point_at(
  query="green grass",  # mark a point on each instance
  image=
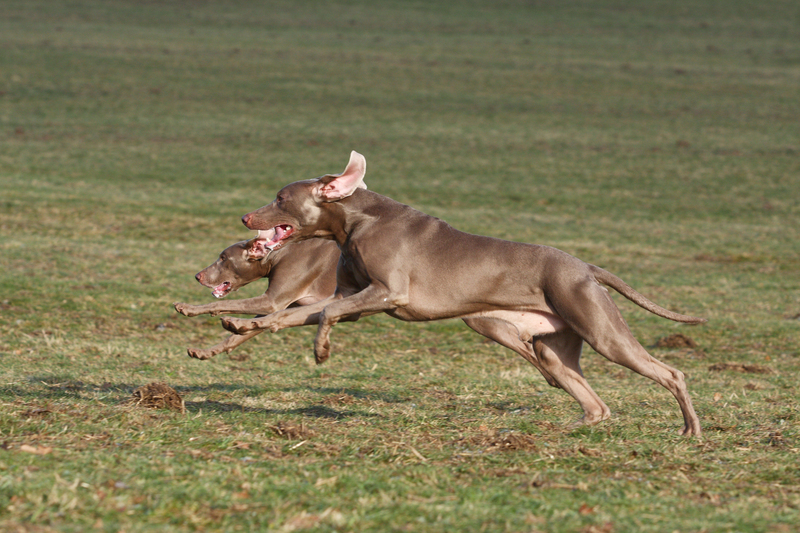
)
(658, 140)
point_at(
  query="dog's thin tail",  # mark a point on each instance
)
(607, 278)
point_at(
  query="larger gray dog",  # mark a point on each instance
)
(415, 267)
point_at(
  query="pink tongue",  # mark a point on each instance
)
(220, 289)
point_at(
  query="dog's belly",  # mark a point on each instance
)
(529, 324)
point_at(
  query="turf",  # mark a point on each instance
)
(655, 139)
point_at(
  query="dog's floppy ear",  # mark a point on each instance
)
(336, 187)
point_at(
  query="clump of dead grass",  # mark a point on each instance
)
(157, 396)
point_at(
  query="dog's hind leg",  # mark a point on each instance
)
(228, 345)
(559, 354)
(506, 334)
(591, 312)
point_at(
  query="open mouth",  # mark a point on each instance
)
(270, 239)
(222, 290)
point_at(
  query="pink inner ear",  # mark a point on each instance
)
(347, 182)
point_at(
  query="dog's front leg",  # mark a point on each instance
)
(374, 299)
(287, 318)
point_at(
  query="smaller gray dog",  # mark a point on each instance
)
(301, 274)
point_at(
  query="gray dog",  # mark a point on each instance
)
(414, 267)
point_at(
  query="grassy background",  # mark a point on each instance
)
(655, 139)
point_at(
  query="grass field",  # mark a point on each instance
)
(655, 139)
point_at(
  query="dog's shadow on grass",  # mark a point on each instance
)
(59, 388)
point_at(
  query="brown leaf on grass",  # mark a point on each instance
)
(339, 399)
(746, 368)
(608, 527)
(292, 431)
(36, 450)
(590, 452)
(157, 396)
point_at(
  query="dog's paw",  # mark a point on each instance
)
(238, 325)
(199, 354)
(322, 352)
(187, 309)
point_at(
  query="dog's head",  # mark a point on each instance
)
(235, 267)
(299, 210)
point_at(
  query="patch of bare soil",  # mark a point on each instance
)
(500, 441)
(677, 340)
(157, 396)
(293, 431)
(746, 368)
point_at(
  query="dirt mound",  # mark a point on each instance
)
(292, 431)
(677, 340)
(157, 396)
(500, 441)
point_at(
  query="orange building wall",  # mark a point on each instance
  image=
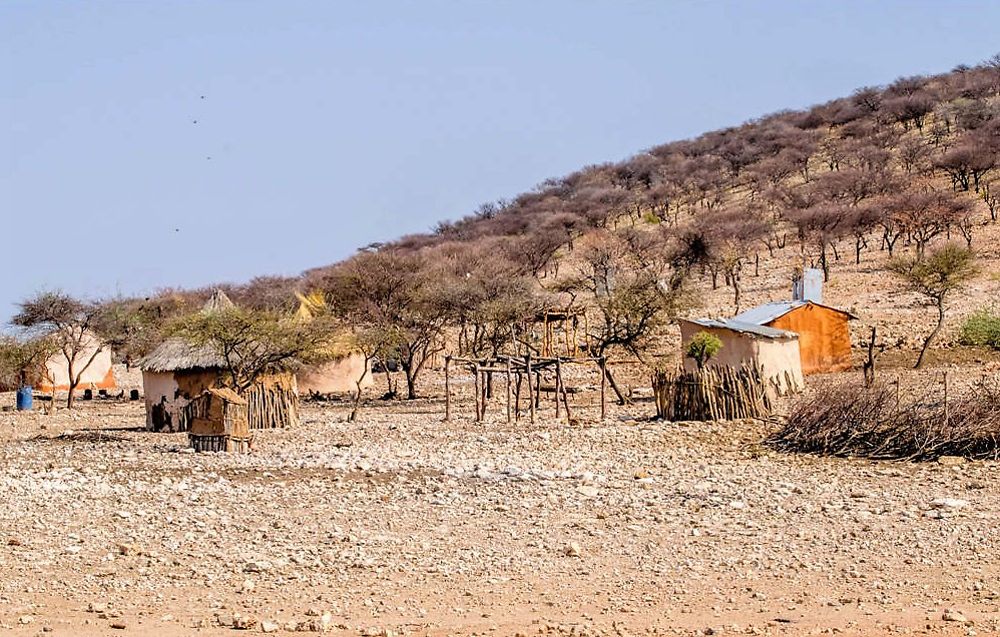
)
(824, 338)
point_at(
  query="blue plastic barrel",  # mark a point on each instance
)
(24, 399)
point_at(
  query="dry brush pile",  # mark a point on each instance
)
(851, 420)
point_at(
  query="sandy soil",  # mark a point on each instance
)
(403, 524)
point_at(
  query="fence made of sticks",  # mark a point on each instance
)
(713, 393)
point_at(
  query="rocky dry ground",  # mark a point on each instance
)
(401, 524)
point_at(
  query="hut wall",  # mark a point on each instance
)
(737, 348)
(273, 402)
(98, 375)
(780, 361)
(168, 393)
(336, 377)
(824, 337)
(776, 357)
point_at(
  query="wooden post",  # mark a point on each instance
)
(508, 389)
(556, 392)
(562, 386)
(945, 397)
(447, 388)
(531, 398)
(603, 363)
(475, 390)
(517, 398)
(484, 388)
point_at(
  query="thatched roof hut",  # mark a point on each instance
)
(345, 365)
(177, 372)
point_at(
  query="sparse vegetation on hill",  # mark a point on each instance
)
(887, 171)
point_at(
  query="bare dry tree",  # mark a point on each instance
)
(935, 276)
(68, 323)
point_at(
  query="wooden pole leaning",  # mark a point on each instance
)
(447, 388)
(603, 363)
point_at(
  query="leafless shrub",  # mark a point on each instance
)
(851, 420)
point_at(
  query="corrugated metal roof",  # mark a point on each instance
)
(744, 328)
(764, 314)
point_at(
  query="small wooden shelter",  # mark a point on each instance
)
(773, 351)
(219, 422)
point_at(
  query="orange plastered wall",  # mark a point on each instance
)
(824, 337)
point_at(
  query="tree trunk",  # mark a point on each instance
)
(411, 385)
(614, 385)
(932, 335)
(357, 403)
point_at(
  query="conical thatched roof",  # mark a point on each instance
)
(175, 354)
(218, 303)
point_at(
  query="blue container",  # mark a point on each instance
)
(24, 399)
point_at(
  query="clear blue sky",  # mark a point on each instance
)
(330, 125)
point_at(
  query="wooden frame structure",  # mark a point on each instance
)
(516, 371)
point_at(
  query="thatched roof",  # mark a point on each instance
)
(219, 302)
(176, 354)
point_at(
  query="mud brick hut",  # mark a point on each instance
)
(824, 331)
(775, 351)
(177, 372)
(336, 376)
(219, 422)
(99, 373)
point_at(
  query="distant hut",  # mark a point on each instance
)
(775, 351)
(824, 331)
(219, 422)
(177, 372)
(98, 375)
(336, 376)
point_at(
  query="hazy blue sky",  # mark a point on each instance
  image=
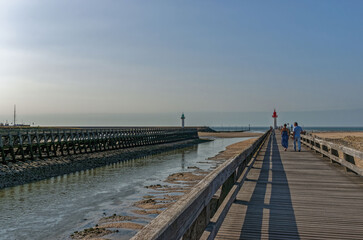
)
○ ○ ○ ○ ○ ○ ○
Which lines above include the word "wall"? Show each one.

- Result of the task:
  query="orange building wall",  # mark a point on each instance
  query="hut wall",  # mark a point on each instance
  query="orange plastered wall",  # mark a point on each instance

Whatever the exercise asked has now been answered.